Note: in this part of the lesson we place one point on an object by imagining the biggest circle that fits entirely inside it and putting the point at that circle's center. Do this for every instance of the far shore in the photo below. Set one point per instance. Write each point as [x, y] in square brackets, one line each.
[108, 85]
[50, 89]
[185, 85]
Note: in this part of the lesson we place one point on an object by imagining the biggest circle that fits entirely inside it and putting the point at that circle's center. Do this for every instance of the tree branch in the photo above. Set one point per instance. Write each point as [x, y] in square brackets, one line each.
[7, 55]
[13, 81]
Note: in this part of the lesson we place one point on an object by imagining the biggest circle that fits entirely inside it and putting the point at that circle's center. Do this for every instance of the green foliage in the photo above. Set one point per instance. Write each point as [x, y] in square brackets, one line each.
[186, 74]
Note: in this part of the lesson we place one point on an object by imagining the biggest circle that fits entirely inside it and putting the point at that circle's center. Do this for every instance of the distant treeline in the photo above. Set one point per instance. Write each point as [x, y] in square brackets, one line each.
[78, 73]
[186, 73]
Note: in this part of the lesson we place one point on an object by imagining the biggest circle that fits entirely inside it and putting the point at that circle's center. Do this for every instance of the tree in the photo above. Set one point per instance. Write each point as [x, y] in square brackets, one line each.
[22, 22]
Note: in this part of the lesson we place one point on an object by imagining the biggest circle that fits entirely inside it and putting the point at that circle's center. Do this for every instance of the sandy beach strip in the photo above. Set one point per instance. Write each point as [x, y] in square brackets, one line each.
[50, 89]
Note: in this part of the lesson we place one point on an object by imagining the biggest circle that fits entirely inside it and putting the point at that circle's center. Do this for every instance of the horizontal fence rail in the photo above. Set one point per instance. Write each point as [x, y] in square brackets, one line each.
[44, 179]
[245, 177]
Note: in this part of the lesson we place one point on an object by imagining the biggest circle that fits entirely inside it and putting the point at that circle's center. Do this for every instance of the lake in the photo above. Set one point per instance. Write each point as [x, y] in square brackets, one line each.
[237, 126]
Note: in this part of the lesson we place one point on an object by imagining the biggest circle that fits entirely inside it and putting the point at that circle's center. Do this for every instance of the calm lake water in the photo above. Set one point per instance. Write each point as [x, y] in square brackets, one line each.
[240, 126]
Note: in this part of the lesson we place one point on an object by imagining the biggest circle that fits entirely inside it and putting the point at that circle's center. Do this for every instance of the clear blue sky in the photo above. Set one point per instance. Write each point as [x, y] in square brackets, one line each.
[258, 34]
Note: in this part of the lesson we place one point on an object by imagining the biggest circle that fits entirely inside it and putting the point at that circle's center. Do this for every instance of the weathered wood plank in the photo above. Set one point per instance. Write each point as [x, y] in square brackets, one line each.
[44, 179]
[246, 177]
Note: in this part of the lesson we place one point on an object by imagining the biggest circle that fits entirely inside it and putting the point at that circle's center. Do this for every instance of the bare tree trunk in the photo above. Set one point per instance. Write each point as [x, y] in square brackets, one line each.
────────────────────
- _What you should do_
Copy out exactly the lines between the line with "of the clear" and the last line of the entries, counting both of those lines.

- _Final answer_
Note: in this part of the lesson we place one point on an object by imagining the biggest circle that fits entirely inside it and putting the point at that circle's center. Do this for every instance of the clear blue sky in the photo above. Set one point per instance. Write each point as [x, y] in square brackets, one line each.
[258, 34]
Note: in this part of the lesson we place one point on an object by imagining the biggest circle that fits entirely inside it and putting the point at that circle's center. Do this for every instance of the weathered wood plank in the photo above. Set one point per instance. Write each point as [x, y] in square brackets, one line each.
[44, 179]
[246, 177]
Note: in this part of the lesson we place one point on an object by imagining the biggest circle that fits entirely inside it and putting the point at that circle's center. Do this for every instance of the bare tree trunk in the photo above. Set one point per instance. Write each point as [x, y] in square brackets, one line each.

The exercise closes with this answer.